§ **What to work on**: Revise the part of the material below that opens with the line containing "Find the hanging" and closes with the line containing "x=128, y=187", replacing "dot" with "marker" and leaving everything else unchanged.

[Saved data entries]
====================

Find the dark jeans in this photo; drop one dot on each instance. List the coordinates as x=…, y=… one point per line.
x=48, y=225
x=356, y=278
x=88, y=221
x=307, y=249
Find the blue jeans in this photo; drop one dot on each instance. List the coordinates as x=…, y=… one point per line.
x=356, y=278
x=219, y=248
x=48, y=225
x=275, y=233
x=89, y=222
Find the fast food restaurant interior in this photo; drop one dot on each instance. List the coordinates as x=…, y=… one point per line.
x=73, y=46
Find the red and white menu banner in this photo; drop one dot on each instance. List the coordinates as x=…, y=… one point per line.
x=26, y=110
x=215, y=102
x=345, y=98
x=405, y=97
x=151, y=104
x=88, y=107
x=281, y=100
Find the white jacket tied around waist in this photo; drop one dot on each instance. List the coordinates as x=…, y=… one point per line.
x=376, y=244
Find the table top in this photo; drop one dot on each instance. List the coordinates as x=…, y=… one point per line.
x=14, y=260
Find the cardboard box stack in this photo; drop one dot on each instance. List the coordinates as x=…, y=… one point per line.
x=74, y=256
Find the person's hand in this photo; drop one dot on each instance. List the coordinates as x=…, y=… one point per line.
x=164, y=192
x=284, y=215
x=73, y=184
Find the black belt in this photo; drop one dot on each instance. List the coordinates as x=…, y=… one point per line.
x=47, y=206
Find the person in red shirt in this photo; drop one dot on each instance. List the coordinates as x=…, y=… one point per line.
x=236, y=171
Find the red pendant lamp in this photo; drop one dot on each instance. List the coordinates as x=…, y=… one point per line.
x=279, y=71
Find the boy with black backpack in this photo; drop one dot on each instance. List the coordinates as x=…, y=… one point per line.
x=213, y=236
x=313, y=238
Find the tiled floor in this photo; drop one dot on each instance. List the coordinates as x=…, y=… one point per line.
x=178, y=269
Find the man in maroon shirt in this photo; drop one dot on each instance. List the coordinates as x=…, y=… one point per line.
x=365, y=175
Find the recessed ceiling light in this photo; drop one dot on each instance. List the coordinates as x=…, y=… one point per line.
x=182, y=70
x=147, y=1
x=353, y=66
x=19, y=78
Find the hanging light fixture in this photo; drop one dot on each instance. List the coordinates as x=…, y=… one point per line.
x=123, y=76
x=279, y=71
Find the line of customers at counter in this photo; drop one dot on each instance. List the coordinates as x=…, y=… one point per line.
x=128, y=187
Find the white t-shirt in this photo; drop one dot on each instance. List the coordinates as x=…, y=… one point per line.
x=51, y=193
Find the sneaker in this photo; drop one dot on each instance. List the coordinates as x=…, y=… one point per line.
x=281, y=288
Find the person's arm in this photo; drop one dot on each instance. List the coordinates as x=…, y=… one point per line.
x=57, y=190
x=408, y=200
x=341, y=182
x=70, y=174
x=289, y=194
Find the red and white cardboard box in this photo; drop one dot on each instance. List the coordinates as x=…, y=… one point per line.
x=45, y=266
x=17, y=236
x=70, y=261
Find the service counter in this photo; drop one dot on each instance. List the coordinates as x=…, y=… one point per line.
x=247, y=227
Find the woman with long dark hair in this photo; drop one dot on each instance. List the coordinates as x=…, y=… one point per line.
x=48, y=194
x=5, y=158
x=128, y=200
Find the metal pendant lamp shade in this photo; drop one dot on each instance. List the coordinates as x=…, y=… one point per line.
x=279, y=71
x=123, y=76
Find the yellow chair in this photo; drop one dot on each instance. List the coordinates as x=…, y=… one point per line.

====================

§ **Worked answer**:
Find the hanging light fixture in this photo; drop one marker on each instance. List the coordinates as x=…, y=… one point per line.
x=123, y=76
x=279, y=71
Find the line of customers at counter in this photo; drop one marker on each instance. List the coordinates as x=…, y=… one point per line.
x=128, y=187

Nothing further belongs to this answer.